**SHORT EXERCISE**
Continue the forum post about writing a shell script that parses command-line options, beginning right after its final sentence.

**TEXT SECTION**
I am writing a new shell mf.s which acts as the commandline parser
which does the following.
ex commandline: mf.s -c *.c -f right tempfile -r 2 3 4
it will select the option given at the command line and do the appropriate job.
there r three options to select from
-f -r and -c and any other option given at command line is illegal option.
So if the command line has -f it will run a script findtext.s(written by me)
and if the option is -r, it will run the script right.s and if the given option is
-c it will run the script count.s.
let me tell you about the option -c.this will rin the script count.s which has the wc command in it.So if we pass a -c *.c option to it ,it should select each file and display the no of words char and lines in it.
My problem is ,when should I stop running the count and handle a different option.
*.c pass a bunch of files as arguments .So I execute a while loop to handle the files.But when will the *.c end to handle the next option.

**INFORMATION PROVIDED**
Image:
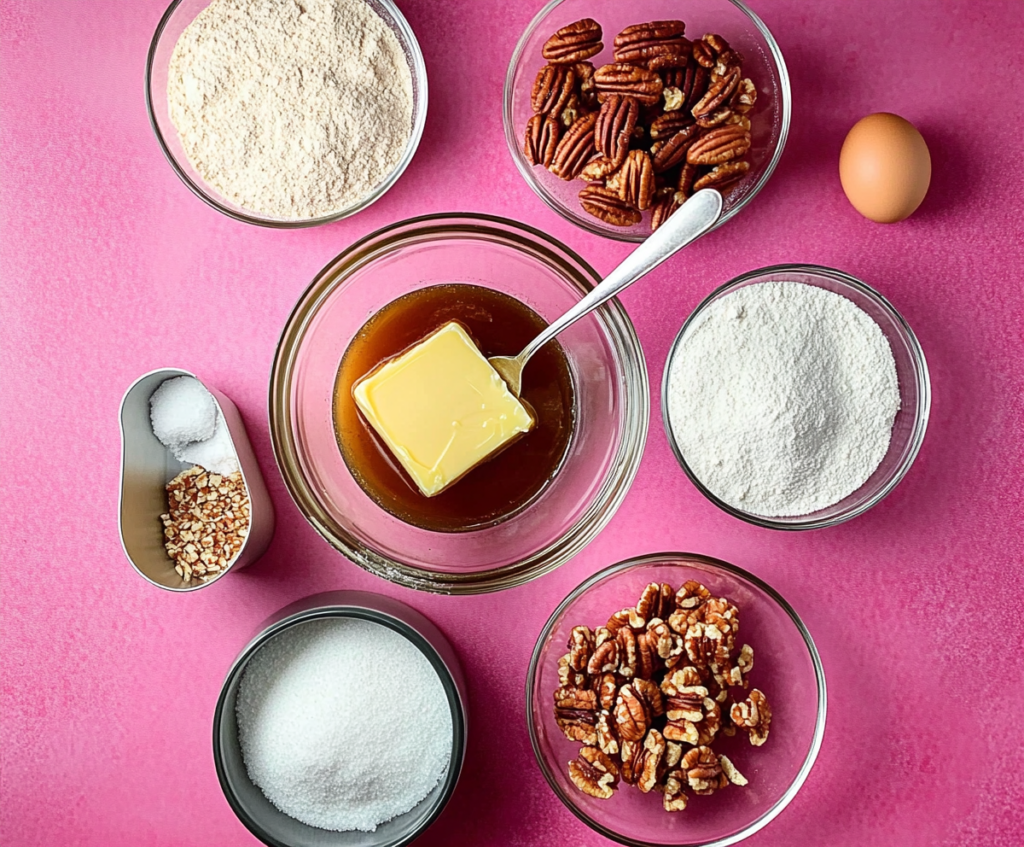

**RESULT OF THE EXERCISE**
So,I gave a if statement like this:
if ( $argv[$n] == '-[a-z]' ) break
I want to break out of the while if the next argument is an option and not a .c file .
I want that if statement to handle an option i.e if it is a flag like string and just come out of the my if statement correct?
will it chech whether an argument is a string which contains an option like
-r or -f or any alphabet after a '-'.

I am also posting the while statement for you to see.
I need a reply urgently.Please reply.Thankyou.
while ( $n <= $#argv )

switch ( $argv[$n] )
case '-f':
@ arg1 = $n + 2
@ n++
./findtext.s $argv[$n] $argv[$arg1]
@ n = $n + 2
case '-r':
@ sec = $n + 2
@ trd = $n + 3
@ n++
./right.s $argv[$n] $argv[$sec] $argv[$trd]
@ n = $n + 3
case '-c':
@ n++
while ( $n <= $#argv )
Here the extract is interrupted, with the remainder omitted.